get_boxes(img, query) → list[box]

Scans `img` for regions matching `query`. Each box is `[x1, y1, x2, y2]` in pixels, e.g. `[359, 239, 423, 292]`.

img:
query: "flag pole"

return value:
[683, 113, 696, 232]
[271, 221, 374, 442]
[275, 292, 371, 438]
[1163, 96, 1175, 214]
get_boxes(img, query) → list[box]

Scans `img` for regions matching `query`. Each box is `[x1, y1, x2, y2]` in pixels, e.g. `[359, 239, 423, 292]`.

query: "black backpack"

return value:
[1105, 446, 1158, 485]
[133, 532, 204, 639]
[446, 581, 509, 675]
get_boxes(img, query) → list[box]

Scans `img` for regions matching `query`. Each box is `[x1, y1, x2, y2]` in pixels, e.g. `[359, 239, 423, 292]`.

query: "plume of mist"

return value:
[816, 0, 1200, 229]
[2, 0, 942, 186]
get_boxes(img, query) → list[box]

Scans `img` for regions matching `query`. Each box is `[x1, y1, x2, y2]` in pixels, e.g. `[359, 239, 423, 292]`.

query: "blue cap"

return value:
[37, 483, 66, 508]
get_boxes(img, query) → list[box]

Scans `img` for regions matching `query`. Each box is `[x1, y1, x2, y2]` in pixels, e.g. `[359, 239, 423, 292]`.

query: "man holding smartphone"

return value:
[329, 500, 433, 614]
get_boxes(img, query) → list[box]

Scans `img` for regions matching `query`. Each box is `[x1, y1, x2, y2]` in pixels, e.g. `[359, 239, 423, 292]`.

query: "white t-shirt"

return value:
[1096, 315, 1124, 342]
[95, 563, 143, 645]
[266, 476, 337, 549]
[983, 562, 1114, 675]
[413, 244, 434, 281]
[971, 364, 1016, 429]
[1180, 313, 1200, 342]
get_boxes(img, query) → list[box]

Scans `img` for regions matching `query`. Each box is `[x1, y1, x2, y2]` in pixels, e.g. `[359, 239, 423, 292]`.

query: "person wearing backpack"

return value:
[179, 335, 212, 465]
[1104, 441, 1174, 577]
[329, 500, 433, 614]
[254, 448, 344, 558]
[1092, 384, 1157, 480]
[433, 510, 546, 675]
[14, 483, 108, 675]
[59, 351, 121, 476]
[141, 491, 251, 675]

━━━

EXERCISE:
Rewrite the lines from the start through the line containing "[1163, 96, 1175, 214]", both included. Multiply each bounding-box coordinate in the return values by 1.6 and round it to a whole number, halves up, while leaving every other line and the sample box in the description unchanged.

SOLUTION:
get_boxes(img, query) → list[box]

Scans `img` for regions matching `query`. Each box is `[x1, y1, x2, y2]` in pixels, e.g. `[359, 239, 423, 292]`.

img:
query: "flag pole"

return value:
[1093, 181, 1114, 371]
[434, 354, 598, 707]
[440, 467, 594, 701]
[1861, 154, 1880, 342]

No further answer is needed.